## WORK REQUIRED
Lines before the one containing "the white door?" are to be left out; that line and all after it, through the end of the material below, are to be written out exactly.

## INPUT
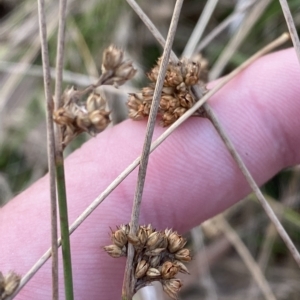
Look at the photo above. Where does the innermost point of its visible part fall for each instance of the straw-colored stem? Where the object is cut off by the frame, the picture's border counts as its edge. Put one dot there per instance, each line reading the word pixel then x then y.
pixel 59 160
pixel 50 146
pixel 129 279
pixel 196 90
pixel 154 145
pixel 291 25
pixel 65 238
pixel 149 25
pixel 281 231
pixel 244 253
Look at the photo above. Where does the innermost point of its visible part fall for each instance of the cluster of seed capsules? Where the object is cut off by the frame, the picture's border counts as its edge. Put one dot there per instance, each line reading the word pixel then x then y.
pixel 76 116
pixel 176 97
pixel 159 256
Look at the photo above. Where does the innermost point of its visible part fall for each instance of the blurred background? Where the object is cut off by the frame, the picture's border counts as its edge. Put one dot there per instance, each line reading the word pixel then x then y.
pixel 218 270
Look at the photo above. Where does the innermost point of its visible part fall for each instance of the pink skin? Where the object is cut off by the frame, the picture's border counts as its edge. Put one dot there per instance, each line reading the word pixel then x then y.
pixel 190 178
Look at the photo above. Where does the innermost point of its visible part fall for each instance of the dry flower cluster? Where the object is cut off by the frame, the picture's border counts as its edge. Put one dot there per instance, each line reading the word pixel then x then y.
pixel 159 256
pixel 76 116
pixel 176 97
pixel 8 284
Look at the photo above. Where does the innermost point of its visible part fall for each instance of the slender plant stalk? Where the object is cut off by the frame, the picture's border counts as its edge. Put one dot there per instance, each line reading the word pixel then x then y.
pixel 129 279
pixel 196 90
pixel 59 160
pixel 205 279
pixel 247 258
pixel 50 145
pixel 150 25
pixel 282 39
pixel 291 25
pixel 266 206
pixel 199 28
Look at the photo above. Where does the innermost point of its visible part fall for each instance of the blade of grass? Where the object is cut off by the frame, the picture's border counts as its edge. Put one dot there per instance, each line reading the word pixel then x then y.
pixel 197 92
pixel 50 145
pixel 291 25
pixel 206 279
pixel 154 145
pixel 59 160
pixel 129 278
pixel 199 28
pixel 149 25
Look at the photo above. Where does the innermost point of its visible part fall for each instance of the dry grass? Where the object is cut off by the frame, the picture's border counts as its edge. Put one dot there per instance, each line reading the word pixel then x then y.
pixel 23 96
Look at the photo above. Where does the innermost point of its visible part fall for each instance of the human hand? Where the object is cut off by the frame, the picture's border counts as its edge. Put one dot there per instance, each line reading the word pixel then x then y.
pixel 191 177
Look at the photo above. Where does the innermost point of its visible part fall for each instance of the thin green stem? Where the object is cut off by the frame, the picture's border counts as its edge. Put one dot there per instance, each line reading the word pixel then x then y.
pixel 59 160
pixel 64 228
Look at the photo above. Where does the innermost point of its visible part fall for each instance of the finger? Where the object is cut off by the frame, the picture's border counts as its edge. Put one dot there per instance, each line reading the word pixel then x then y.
pixel 190 177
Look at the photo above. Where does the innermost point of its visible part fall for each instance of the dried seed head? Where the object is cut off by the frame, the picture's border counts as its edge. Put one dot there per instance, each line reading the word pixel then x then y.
pixel 155 261
pixel 154 240
pixel 153 273
pixel 115 251
pixel 99 119
pixel 8 284
pixel 183 255
pixel 63 116
pixel 95 102
pixel 155 252
pixel 141 269
pixel 125 228
pixel 169 270
pixel 172 287
pixel 112 58
pixel 148 229
pixel 119 238
pixel 176 242
pixel 138 110
pixel 181 267
pixel 142 236
pixel 125 72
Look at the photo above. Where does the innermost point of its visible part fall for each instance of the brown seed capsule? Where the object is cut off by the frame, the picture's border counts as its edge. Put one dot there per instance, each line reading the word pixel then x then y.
pixel 155 261
pixel 112 58
pixel 115 251
pixel 133 239
pixel 142 236
pixel 63 116
pixel 155 252
pixel 172 287
pixel 95 102
pixel 11 282
pixel 169 270
pixel 125 72
pixel 154 240
pixel 176 242
pixel 141 269
pixel 125 228
pixel 119 238
pixel 99 119
pixel 153 273
pixel 183 255
pixel 181 267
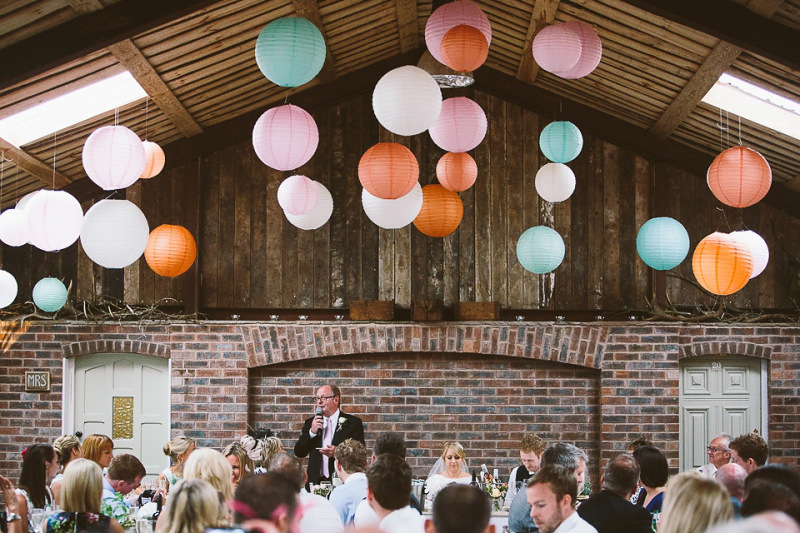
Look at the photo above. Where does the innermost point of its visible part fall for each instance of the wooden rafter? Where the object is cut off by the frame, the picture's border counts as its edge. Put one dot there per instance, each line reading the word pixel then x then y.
pixel 310 10
pixel 143 72
pixel 544 13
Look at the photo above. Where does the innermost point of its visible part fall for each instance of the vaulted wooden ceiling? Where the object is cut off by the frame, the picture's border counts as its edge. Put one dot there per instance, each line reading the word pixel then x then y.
pixel 195 60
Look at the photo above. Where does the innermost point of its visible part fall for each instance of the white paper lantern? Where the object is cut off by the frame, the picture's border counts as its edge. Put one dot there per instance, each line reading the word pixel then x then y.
pixel 114 233
pixel 758 248
pixel 54 220
pixel 319 215
pixel 8 288
pixel 14 229
pixel 395 213
pixel 407 100
pixel 113 157
pixel 555 182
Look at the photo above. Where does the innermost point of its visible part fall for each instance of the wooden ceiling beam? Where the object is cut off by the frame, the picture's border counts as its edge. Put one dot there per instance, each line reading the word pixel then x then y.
pixel 88 33
pixel 544 13
pixel 733 23
pixel 143 72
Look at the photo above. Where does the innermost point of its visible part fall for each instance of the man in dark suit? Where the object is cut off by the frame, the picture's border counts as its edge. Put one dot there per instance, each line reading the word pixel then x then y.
pixel 609 511
pixel 323 431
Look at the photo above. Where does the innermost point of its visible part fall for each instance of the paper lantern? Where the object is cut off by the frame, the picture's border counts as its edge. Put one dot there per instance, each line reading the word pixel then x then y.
pixel 456 171
pixel 49 294
pixel 540 249
pixel 450 15
pixel 170 250
pixel 739 177
pixel 153 160
pixel 557 48
pixel 113 157
pixel 464 48
pixel 722 264
pixel 297 194
pixel 591 50
pixel 319 215
pixel 388 170
pixel 8 288
pixel 392 214
pixel 441 211
pixel 758 249
pixel 555 182
pixel 461 125
pixel 662 243
pixel 285 137
pixel 14 229
pixel 407 100
pixel 290 51
pixel 561 141
pixel 54 220
pixel 114 233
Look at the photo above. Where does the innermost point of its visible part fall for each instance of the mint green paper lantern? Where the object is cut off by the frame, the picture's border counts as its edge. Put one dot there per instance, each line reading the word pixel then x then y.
pixel 662 243
pixel 290 51
pixel 561 141
pixel 49 294
pixel 540 249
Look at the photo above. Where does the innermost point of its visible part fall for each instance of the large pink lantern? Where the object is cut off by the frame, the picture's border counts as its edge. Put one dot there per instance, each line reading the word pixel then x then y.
pixel 285 137
pixel 461 125
pixel 450 15
pixel 113 157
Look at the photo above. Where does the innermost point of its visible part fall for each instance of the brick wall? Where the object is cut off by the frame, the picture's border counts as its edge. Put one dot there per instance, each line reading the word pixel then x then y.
pixel 619 379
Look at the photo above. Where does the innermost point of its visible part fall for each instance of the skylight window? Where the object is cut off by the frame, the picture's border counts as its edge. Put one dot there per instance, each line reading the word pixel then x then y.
pixel 70 109
pixel 755 104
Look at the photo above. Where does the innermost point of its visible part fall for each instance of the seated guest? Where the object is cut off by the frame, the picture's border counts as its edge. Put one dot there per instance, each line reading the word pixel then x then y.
pixel 552 493
pixel 460 509
pixel 319 516
pixel 451 467
pixel 732 477
pixel 530 454
pixel 351 462
pixel 82 489
pixel 610 510
pixel 749 451
pixel 566 455
pixel 388 493
pixel 693 503
pixel 267 503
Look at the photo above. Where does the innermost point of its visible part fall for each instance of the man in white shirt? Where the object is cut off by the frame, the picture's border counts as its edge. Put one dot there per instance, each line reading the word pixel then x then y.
pixel 388 494
pixel 552 494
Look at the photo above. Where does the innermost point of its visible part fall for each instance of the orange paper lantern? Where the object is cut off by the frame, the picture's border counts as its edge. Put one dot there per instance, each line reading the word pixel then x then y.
pixel 441 211
pixel 739 177
pixel 722 264
pixel 170 251
pixel 456 171
pixel 388 170
pixel 464 48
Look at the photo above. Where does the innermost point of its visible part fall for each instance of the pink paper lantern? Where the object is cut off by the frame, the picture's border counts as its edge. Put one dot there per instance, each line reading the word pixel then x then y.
pixel 450 15
pixel 557 48
pixel 591 51
pixel 285 137
pixel 461 125
pixel 113 157
pixel 297 195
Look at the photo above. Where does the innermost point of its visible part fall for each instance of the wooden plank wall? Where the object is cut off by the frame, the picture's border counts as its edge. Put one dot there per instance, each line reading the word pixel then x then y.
pixel 251 257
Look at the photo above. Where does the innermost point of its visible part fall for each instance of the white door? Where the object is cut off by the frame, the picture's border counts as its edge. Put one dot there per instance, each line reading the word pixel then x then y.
pixel 127 397
pixel 721 394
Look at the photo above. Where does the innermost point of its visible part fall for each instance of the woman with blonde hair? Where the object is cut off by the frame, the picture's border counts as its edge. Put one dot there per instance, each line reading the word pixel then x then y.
pixel 178 450
pixel 193 506
pixel 68 448
pixel 81 496
pixel 693 503
pixel 98 448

## SOLUTION TO THE PROBLEM
Look at the photo above. Where does the innermost point of its visible part fall for each instance of the white door? Where the object is cut off by the frame, the picture's border counts as its edge. Put one dot there per instance, each line reading the word pixel then x then y.
pixel 127 397
pixel 721 394
Look at the photo above. Where does the innermost point of its visible part fall for each instance of the woman with blonde hair? Where the object is cut off by the frame, the picture's border counts as its edge. Put one dot there per instance, each line reading the word pixel then x then y.
pixel 178 450
pixel 193 506
pixel 68 448
pixel 81 496
pixel 693 503
pixel 98 448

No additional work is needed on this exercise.